§ **Exercise instructions**:
From the article on labyrinth gardens below, extract verbatim the passage that opens with "Here is an aerial" and closes with "rests until spring.".

§ **Exercise text**:
# # # # # # #

Labyrinth gardens are meant as a place for personal contemplation and renewal. See pictures of our outdoor labyrinth garden—and learn more about this increasingly popular “healing garden.”
What is a Labyrinth?
In a labyrinth, you follow a curving pathway that winds to a center. It is NOT a maze, which has false paths and dead ends. Labyrinths are not designed to be difficult to navigate. Once at the center, you simply take the same path out.
Labyrinths have existed for centuries and may be best known from Greek mythology, which includes the tale of the architect Daedalus creating a labyrinth as a way to keep a monster—the Minotaur—from eating the children of Athens.
In the Middle Ages, labyrinths were often made on the floors of religious buildings. One of the most ancient labyrinths is built right into the floor of the Chartres Cathedral in France; it was meant to provide a meditative journey for body and spirit.
Today, labyrinths have experienced a resurgence of interest. Researchers at Harvard Medical School have found that walking a labyrinth can lower the breathing rate, blood pressure, and chronic pain as well as reduce stress levels and anxiety.
They are being built at hospitals, local churches, wellness centers, playgrounds, and prisons.
If you’d like to see if there is a labyrinth near you, here is a worldwide “Labyrinth Locator.”
Planting a Garden Labyrinth
My mother-in-law created her own garden labyrinth using ornamental grasses and flowers.
She was inspired after she and her sister took a trip to Missouri to visit a labyrinth designed on a prairie.
Returning to their horse ranch in rural Ohio, she laid down rope in a “left-hand chakra” design, planting warm-season grasses along the rope’s edge. However, the spring was very wet and they plants didn’t take.
That fall, she replanted, setting out hundreds of real plants in a labyrinth path with 8 feet between the pots—as you can see in the picture below.
Unfortunately, all of the plants died! After this dismaying experience, she decided to take a different approach. (In gardening, we try, try again!)
The following spring, she prepared the soil so that it was not too compact and she simply spread seed—all native grasses this time. She also mixed in different biennial wildflowers. They took!
Here is a photo from summertime:
The design is set up for the size of their mower—and they mow the paths regularly whenever they mow the lawn. Eventually, she says that the ornamental grasses will kill off the flowers; they grow quite tall to provide that peace and quiet.
Here is an aerial view of the ranch and labyrinth design (next to the big barn):
Here’s my son walking the labyrinth in early June (with our dog, Vesper).
The experience of walking the labyrinth is so relaxing, especially as you are amid nature—with the sight, sound, smell, and touch of the plants, birds, and butterflies.
It’s almost as if you’ve entered into a hidden world away from the “chatter” of everyday life. You can simply reflect, release any tensions, and rejuvenate.
Below is a photo of the labyrinth in late summer. You can barely see over the grasses and in a hidden world now.
At the center of the labyrinth is a bench and a surprise fairy garden!
Below is my son coming out of the labyrinth after winding his way back.
In the fall, the grasses start to brown and die down. They are burned to the ground on a very wet winter’s day and the ground rests until spring.
I hope you’ve enjoyed this meander into the world of labyrinths. Your comments and musings are welcome!

# # # # # # #

Entries drawn from a collection
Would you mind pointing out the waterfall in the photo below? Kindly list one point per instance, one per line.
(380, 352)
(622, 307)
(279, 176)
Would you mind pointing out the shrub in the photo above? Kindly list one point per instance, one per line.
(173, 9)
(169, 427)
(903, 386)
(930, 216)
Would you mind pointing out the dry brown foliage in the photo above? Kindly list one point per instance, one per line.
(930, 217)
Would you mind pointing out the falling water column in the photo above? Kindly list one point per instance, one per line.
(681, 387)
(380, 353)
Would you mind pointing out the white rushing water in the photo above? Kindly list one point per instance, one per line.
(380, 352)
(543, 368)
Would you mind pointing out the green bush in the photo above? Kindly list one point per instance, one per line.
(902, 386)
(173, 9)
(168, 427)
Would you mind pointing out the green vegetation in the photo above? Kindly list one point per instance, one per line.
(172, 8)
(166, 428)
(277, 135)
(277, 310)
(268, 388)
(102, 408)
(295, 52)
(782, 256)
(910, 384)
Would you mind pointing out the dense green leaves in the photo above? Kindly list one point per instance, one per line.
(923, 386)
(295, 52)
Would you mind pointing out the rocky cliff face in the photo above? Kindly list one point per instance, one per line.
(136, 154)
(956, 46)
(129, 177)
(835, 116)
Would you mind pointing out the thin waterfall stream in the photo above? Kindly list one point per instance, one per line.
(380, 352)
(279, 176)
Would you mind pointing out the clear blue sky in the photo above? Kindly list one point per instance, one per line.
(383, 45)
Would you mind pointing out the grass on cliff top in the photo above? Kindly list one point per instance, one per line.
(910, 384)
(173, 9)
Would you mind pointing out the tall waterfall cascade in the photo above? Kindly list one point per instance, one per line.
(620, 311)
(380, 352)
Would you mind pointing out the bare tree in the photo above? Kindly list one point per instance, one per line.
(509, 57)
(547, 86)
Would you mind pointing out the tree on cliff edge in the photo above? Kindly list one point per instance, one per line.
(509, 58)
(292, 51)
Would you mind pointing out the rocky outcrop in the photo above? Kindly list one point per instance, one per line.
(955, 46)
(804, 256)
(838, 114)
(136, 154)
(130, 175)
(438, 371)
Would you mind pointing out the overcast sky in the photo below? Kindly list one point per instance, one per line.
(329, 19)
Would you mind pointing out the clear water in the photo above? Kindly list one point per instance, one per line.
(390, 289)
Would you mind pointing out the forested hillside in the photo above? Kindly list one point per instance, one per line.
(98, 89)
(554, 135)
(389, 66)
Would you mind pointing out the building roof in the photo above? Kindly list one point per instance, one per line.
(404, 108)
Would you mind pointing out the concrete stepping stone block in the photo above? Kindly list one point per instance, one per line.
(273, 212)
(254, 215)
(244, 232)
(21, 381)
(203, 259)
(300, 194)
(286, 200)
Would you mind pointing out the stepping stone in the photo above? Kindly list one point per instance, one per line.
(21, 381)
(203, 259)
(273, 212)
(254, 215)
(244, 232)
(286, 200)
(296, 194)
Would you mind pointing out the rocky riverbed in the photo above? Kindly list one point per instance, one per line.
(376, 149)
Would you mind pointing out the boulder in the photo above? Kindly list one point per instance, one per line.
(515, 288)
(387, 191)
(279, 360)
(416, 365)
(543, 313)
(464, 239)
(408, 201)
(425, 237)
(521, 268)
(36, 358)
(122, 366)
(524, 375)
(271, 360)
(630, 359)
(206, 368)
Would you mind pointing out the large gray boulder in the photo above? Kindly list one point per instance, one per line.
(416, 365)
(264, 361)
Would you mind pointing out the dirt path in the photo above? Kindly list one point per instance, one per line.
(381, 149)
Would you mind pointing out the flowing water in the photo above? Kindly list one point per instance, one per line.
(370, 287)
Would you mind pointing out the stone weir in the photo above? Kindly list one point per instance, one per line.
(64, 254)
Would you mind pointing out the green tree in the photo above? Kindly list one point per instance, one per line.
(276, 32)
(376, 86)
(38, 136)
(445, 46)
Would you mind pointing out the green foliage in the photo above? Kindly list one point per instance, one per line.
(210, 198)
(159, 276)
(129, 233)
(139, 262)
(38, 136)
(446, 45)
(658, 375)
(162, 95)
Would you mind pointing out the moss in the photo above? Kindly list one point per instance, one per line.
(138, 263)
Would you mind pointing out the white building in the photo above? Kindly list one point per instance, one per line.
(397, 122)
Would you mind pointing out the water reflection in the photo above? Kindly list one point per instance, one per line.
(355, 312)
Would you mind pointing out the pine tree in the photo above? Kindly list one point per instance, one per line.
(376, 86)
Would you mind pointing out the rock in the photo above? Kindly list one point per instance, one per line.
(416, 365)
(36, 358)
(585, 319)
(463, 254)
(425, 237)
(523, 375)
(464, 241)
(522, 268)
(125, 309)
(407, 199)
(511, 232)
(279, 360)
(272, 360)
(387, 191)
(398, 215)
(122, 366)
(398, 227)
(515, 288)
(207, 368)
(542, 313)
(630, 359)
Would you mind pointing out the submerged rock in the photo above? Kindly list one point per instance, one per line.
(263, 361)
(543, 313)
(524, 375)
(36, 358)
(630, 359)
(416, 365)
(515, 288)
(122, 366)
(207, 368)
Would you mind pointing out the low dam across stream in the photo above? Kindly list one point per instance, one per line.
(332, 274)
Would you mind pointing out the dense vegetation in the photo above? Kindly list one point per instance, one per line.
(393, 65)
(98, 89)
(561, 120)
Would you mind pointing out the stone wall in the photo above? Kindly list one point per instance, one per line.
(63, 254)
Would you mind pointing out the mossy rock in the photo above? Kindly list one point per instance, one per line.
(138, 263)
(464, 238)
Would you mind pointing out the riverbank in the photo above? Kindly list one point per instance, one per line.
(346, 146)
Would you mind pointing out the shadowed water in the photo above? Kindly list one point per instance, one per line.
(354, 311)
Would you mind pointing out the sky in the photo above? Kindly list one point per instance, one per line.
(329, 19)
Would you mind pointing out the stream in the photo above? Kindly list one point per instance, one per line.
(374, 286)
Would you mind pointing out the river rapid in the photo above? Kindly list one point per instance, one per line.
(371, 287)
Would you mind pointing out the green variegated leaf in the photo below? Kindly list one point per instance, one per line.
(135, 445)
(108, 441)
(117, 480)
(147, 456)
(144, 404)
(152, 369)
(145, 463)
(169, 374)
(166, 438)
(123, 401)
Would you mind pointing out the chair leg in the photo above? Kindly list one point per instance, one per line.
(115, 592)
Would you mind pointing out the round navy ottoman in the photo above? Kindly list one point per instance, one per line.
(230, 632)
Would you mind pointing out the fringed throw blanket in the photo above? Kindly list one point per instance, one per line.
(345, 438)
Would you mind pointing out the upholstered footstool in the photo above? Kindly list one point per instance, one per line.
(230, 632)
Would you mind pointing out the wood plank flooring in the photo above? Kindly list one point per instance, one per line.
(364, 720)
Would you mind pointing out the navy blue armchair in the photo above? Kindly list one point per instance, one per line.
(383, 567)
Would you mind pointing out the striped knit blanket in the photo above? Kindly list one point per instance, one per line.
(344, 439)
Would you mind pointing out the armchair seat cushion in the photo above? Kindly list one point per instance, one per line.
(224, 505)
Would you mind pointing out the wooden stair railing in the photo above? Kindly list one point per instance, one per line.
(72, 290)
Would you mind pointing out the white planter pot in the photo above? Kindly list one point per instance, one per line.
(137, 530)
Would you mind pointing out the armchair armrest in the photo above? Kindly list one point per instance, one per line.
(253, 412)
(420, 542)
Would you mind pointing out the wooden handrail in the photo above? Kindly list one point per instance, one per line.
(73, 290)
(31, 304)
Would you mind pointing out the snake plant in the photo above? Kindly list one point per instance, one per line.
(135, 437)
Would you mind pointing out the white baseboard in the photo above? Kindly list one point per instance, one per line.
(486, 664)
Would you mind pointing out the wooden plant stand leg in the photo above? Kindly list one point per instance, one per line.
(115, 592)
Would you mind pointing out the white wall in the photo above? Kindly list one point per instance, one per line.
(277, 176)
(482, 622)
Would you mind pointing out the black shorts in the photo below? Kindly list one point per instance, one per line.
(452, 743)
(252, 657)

# # # # # # #

§ **Response to the task**:
Here is an aerial view of the ranch and labyrinth design (next to the big barn):
Here’s my son walking the labyrinth in early June (with our dog, Vesper).
The experience of walking the labyrinth is so relaxing, especially as you are amid nature—with the sight, sound, smell, and touch of the plants, birds, and butterflies.
It’s almost as if you’ve entered into a hidden world away from the “chatter” of everyday life. You can simply reflect, release any tensions, and rejuvenate.
Below is a photo of the labyrinth in late summer. You can barely see over the grasses and in a hidden world now.
At the center of the labyrinth is a bench and a surprise fairy garden!
Below is my son coming out of the labyrinth after winding his way back.
In the fall, the grasses start to brown and die down. They are burned to the ground on a very wet winter’s day and the ground rests until spring.